> _PROBLEM DESCRIPTION_: Reproduce the news article below on the overturned assault conviction in its entirety, word for word.

> _SOURCE PASSAGE_:
......

ACT News

Conviction for assault on Irish tourist overturned

Daniel Byrne outside court at an earlier appearance.
Daniel Byrne outside court at an earlier appearance. Photo: Graham Tidy

A Canberra court has overturned the conviction of a Canberra man who punched a drunk Irish tourist in an early morning assault in Civic, leaving him with a serious brain injury.

Daniel Byrne, 21, will face a retrial in the ACT Supreme Court on a charge of recklessly inflicting grievous bodily harm.

Photos tendered in court of Irish tourist Timothy McCarthy in hospital.
Photos tendered in court of Irish tourist Timothy McCarthy in hospital.  Photo: Supplied

Byrne faced trial in the ACT Supreme Court in November and Chief Justice Helen Murrell found he had committed a criminal offence when he hit Timothy McCarthy, then 40, outside the Quick 'n Go convenience store on Northbourne Avenue about 5.30am in July 2011.

Mr McCarthy was hospitalised with a brain injury as a result of the incident.

Chief Justice Murrell sentenced Byrne him to 3½ years' jail, to be served as 12 months' full-time custody, followed by six months of periodic detention.

But Byrne appealed the conviction, arguing the verdict had been unsafe as the trial judge misinterpreted a key piece of evidence.

During the trial, the court heard from witnesses who said Byrne had said "It was his fault".

But the judge, in summarising the facts, mistakenly said Byrne had yelled "It's my fault".

Byrne's barrister, Hament Dhanji SC, said the mistake had affected the way the trial judge approached and rejected Byrne's credibility.

......

> _DATA EXTRACTS_:
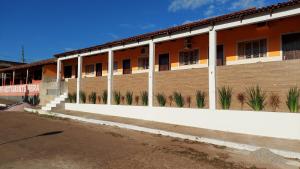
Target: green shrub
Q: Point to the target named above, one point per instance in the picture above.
(274, 101)
(117, 97)
(170, 100)
(82, 97)
(104, 96)
(241, 98)
(129, 96)
(74, 97)
(93, 97)
(70, 98)
(256, 98)
(200, 99)
(225, 94)
(178, 99)
(99, 99)
(293, 99)
(161, 99)
(144, 96)
(137, 99)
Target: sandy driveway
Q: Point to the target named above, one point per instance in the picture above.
(35, 142)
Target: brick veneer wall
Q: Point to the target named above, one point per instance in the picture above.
(272, 77)
(276, 77)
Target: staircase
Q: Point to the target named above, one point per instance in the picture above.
(55, 102)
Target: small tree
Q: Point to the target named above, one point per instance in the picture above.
(188, 100)
(170, 100)
(92, 97)
(144, 96)
(178, 99)
(117, 97)
(137, 99)
(104, 96)
(241, 98)
(200, 99)
(161, 99)
(225, 94)
(82, 96)
(293, 99)
(274, 101)
(129, 97)
(256, 98)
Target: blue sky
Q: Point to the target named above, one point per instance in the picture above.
(48, 27)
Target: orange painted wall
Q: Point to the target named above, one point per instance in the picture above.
(231, 37)
(49, 70)
(101, 58)
(174, 47)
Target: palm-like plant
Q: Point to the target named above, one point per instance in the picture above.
(200, 99)
(129, 97)
(117, 97)
(241, 98)
(161, 99)
(256, 98)
(178, 99)
(225, 94)
(293, 99)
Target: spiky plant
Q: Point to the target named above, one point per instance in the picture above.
(241, 98)
(137, 99)
(178, 99)
(161, 99)
(200, 99)
(129, 96)
(170, 100)
(188, 100)
(256, 98)
(117, 97)
(144, 96)
(82, 97)
(104, 97)
(293, 99)
(93, 97)
(225, 94)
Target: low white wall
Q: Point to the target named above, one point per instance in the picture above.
(280, 125)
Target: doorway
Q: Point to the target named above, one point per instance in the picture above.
(164, 64)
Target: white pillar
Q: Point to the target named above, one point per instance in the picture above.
(212, 69)
(2, 78)
(14, 74)
(58, 76)
(27, 74)
(110, 74)
(151, 73)
(78, 79)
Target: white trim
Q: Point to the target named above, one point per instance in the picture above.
(193, 66)
(151, 73)
(280, 125)
(79, 76)
(110, 74)
(202, 30)
(254, 60)
(212, 69)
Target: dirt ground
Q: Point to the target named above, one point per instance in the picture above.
(35, 142)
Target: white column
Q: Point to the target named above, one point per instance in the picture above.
(2, 78)
(14, 74)
(151, 73)
(27, 74)
(110, 74)
(78, 79)
(212, 69)
(58, 76)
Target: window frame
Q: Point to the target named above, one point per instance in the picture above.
(189, 61)
(259, 39)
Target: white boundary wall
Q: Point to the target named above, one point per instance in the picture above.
(270, 124)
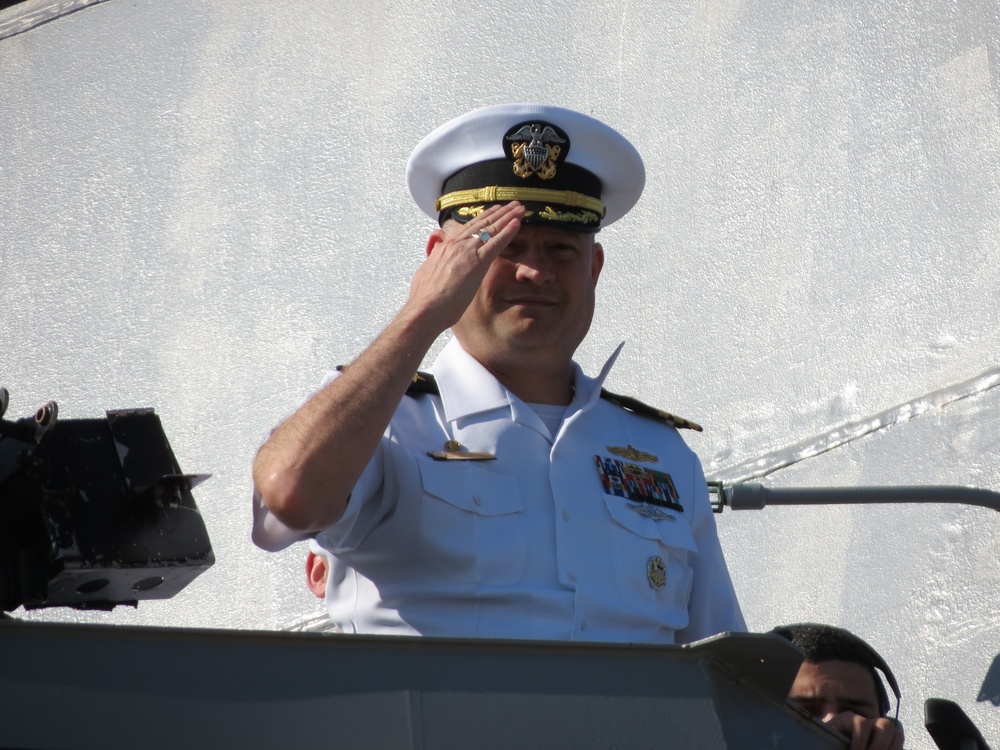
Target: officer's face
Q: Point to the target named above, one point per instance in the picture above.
(537, 299)
(833, 687)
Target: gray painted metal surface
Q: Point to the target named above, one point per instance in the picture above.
(77, 686)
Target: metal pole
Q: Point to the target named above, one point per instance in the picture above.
(754, 496)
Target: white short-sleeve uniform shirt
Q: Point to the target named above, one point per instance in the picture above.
(532, 543)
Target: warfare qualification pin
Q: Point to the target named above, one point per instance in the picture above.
(656, 572)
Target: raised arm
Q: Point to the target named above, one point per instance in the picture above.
(306, 470)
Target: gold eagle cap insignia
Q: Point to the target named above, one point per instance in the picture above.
(632, 454)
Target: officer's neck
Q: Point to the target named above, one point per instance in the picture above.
(534, 385)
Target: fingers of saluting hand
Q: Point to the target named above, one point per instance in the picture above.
(489, 232)
(458, 258)
(869, 734)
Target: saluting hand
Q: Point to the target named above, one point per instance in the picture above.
(868, 734)
(457, 261)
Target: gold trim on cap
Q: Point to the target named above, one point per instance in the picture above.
(498, 194)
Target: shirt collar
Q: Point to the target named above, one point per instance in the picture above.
(469, 388)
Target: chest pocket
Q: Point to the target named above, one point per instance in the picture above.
(471, 524)
(651, 559)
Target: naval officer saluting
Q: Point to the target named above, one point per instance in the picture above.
(507, 494)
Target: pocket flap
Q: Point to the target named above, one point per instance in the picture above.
(673, 533)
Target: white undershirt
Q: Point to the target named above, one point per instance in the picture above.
(552, 415)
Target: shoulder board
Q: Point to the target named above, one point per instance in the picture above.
(644, 410)
(423, 382)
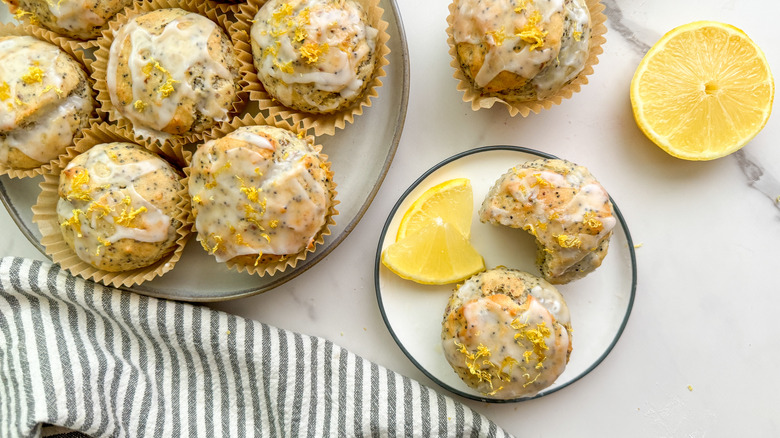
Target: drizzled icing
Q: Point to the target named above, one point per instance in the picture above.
(175, 52)
(262, 194)
(560, 203)
(106, 205)
(28, 76)
(76, 17)
(318, 42)
(520, 39)
(507, 332)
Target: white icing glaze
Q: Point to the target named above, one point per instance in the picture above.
(279, 211)
(330, 23)
(49, 134)
(573, 54)
(48, 131)
(116, 194)
(475, 21)
(180, 47)
(75, 16)
(500, 325)
(17, 56)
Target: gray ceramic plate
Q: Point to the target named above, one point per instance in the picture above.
(373, 137)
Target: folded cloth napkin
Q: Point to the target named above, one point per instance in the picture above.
(105, 362)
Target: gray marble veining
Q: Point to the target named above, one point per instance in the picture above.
(618, 23)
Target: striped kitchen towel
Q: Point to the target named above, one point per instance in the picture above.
(84, 357)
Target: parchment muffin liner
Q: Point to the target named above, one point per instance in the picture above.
(320, 124)
(78, 56)
(72, 43)
(289, 261)
(101, 54)
(45, 214)
(524, 108)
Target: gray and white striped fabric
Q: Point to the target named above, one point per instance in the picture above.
(105, 362)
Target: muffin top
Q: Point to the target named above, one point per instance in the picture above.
(259, 190)
(563, 206)
(170, 71)
(527, 48)
(79, 19)
(44, 97)
(117, 206)
(314, 55)
(507, 333)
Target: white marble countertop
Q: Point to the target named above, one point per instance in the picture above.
(700, 351)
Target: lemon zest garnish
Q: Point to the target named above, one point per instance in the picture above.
(77, 190)
(5, 91)
(34, 74)
(311, 52)
(522, 5)
(128, 215)
(100, 209)
(74, 222)
(531, 33)
(282, 12)
(568, 241)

......

> _EXERCISE ANSWER_:
ACT News

Conviction for assault on Irish tourist overturned

Daniel Byrne outside court at an earlier appearance.
Daniel Byrne outside court at an earlier appearance. Photo: Graham Tidy

A Canberra court has overturned the conviction of a Canberra man who punched a drunk Irish tourist in an early morning assault in Civic, leaving him with a serious brain injury.

Daniel Byrne, 21, will face a retrial in the ACT Supreme Court on a charge of recklessly inflicting grievous bodily harm.

Photos tendered in court of Irish tourist Timothy McCarthy in hospital.
Photos tendered in court of Irish tourist Timothy McCarthy in hospital.  Photo: Supplied

Byrne faced trial in the ACT Supreme Court in November and Chief Justice Helen Murrell found he had committed a criminal offence when he hit Timothy McCarthy, then 40, outside the Quick 'n Go convenience store on Northbourne Avenue about 5.30am in July 2011.

Mr McCarthy was hospitalised with a brain injury as a result of the incident.

Chief Justice Murrell sentenced Byrne him to 3½ years' jail, to be served as 12 months' full-time custody, followed by six months of periodic detention.

But Byrne appealed the conviction, arguing the verdict had been unsafe as the trial judge misinterpreted a key piece of evidence.

During the trial, the court heard from witnesses who said Byrne had said "It was his fault".

But the judge, in summarising the facts, mistakenly said Byrne had yelled "It's my fault".

Byrne's barrister, Hament Dhanji SC, said the mistake had affected the way the trial judge approached and rejected Byrne's credibility.